WHAT NEEDS TO BE DONE:
Here is a set of records. Copy them all exactly.

DATA SUPPLIED:
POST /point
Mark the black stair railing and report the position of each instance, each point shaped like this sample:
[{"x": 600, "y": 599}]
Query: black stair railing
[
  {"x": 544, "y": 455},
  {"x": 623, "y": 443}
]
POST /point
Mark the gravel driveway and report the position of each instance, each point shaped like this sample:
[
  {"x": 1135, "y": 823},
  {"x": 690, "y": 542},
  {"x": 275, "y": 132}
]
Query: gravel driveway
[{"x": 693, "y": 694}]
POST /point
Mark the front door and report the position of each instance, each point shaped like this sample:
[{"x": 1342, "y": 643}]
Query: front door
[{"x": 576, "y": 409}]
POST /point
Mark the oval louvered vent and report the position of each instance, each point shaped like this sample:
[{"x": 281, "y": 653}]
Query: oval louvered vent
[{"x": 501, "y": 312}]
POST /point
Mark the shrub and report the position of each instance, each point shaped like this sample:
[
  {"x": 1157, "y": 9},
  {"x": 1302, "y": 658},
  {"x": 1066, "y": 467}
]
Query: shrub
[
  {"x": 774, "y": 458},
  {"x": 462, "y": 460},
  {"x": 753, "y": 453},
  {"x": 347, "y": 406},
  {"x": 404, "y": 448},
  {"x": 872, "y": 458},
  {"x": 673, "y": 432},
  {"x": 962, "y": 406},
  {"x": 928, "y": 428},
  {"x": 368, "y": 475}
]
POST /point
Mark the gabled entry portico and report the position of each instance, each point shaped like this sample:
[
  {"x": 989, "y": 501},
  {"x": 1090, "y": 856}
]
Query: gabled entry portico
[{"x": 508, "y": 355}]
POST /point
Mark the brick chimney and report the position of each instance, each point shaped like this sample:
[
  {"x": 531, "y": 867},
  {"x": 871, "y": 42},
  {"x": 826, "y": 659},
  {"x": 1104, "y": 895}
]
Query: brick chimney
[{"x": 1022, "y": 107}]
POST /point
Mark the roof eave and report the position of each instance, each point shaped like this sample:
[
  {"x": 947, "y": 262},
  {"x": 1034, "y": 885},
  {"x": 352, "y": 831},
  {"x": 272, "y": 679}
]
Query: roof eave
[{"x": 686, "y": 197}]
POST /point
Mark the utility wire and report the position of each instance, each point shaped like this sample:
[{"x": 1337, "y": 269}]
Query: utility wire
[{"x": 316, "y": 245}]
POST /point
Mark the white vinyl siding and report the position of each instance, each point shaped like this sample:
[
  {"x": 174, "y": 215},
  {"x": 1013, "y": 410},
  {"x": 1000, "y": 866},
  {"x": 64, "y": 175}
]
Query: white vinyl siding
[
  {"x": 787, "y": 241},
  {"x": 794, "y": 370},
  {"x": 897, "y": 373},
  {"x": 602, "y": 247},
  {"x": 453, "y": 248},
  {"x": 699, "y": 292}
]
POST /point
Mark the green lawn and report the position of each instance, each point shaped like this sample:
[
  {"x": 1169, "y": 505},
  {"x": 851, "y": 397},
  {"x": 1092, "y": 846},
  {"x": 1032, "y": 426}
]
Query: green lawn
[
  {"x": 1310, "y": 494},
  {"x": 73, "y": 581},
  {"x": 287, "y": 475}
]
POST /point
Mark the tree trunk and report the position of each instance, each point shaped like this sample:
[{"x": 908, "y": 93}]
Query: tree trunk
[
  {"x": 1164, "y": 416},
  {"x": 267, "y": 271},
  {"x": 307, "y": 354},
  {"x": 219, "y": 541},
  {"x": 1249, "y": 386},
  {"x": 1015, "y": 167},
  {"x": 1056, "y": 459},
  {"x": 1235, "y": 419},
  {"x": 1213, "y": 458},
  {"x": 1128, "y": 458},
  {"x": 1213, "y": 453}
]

ANSWER AREA:
POST /point
Mark the black stair railing and report the position of each instance, each point shaped like this sample:
[{"x": 600, "y": 599}]
Query: black stair railing
[
  {"x": 544, "y": 455},
  {"x": 623, "y": 443}
]
POST /point
Mark the gravel driveway and report the position of each instance, each point shaped like this sample:
[
  {"x": 1135, "y": 823},
  {"x": 690, "y": 542},
  {"x": 275, "y": 132}
]
Query: gravel driveway
[{"x": 693, "y": 694}]
POST /point
Mark the front door and report the position of each instance, each point shaped like this sample:
[{"x": 1342, "y": 643}]
Query: front door
[{"x": 576, "y": 409}]
POST /point
Mark the oval louvered vent and report the position of each instance, each point shaped like this sample:
[{"x": 281, "y": 653}]
Query: oval louvered vent
[{"x": 501, "y": 312}]
POST /point
Mark the shrub and report the position of each instance, each point shaped like this sample:
[
  {"x": 1157, "y": 9},
  {"x": 1302, "y": 658},
  {"x": 1066, "y": 467}
]
Query: shrub
[
  {"x": 774, "y": 458},
  {"x": 462, "y": 460},
  {"x": 753, "y": 453},
  {"x": 347, "y": 406},
  {"x": 404, "y": 448},
  {"x": 872, "y": 458},
  {"x": 673, "y": 432},
  {"x": 962, "y": 406},
  {"x": 928, "y": 428},
  {"x": 368, "y": 475}
]
POST /point
Mark the gabled entry portico and report the position of each instance, each point shaped like this sample:
[
  {"x": 989, "y": 501},
  {"x": 1090, "y": 856}
]
Query: gabled entry portico
[{"x": 508, "y": 355}]
POST /point
Mark the brick chimney and report the position of each instance, each point shaped like this sample:
[
  {"x": 531, "y": 867},
  {"x": 871, "y": 42},
  {"x": 826, "y": 659},
  {"x": 1104, "y": 895}
]
Query: brick chimney
[{"x": 1022, "y": 107}]
POST /point
Mark the roof eave and report the position of each instance, each point shaped like this sample:
[
  {"x": 947, "y": 262},
  {"x": 1034, "y": 885},
  {"x": 352, "y": 831},
  {"x": 272, "y": 679}
]
Query: roof eave
[{"x": 686, "y": 197}]
POST /point
Mark the utility wire and report the position of each instance, each point shaped like this sample:
[{"x": 1337, "y": 269}]
Query: utility wire
[{"x": 316, "y": 245}]
POST /point
Mark the white vinyl siding and report the position of each instance, each point shaped like this sample:
[
  {"x": 174, "y": 215},
  {"x": 1013, "y": 410},
  {"x": 1000, "y": 866},
  {"x": 64, "y": 175}
]
Query: white vinyl siding
[
  {"x": 787, "y": 241},
  {"x": 794, "y": 370},
  {"x": 897, "y": 373},
  {"x": 602, "y": 247},
  {"x": 453, "y": 248},
  {"x": 699, "y": 292}
]
POST /point
Mark the green lawn and report the position of each instance, each point shaped like this sample:
[
  {"x": 1169, "y": 505},
  {"x": 851, "y": 397},
  {"x": 1092, "y": 846},
  {"x": 1032, "y": 426}
]
Query: green lawn
[
  {"x": 1310, "y": 494},
  {"x": 73, "y": 581},
  {"x": 287, "y": 475}
]
POST /point
Mark the tree trunk and report the position of each instance, each point shaped like this sample:
[{"x": 908, "y": 93}]
Query: tree trunk
[
  {"x": 1164, "y": 416},
  {"x": 267, "y": 271},
  {"x": 307, "y": 354},
  {"x": 219, "y": 541},
  {"x": 1249, "y": 386},
  {"x": 1015, "y": 167},
  {"x": 1056, "y": 459},
  {"x": 1235, "y": 419},
  {"x": 1213, "y": 458},
  {"x": 1128, "y": 458},
  {"x": 1213, "y": 453}
]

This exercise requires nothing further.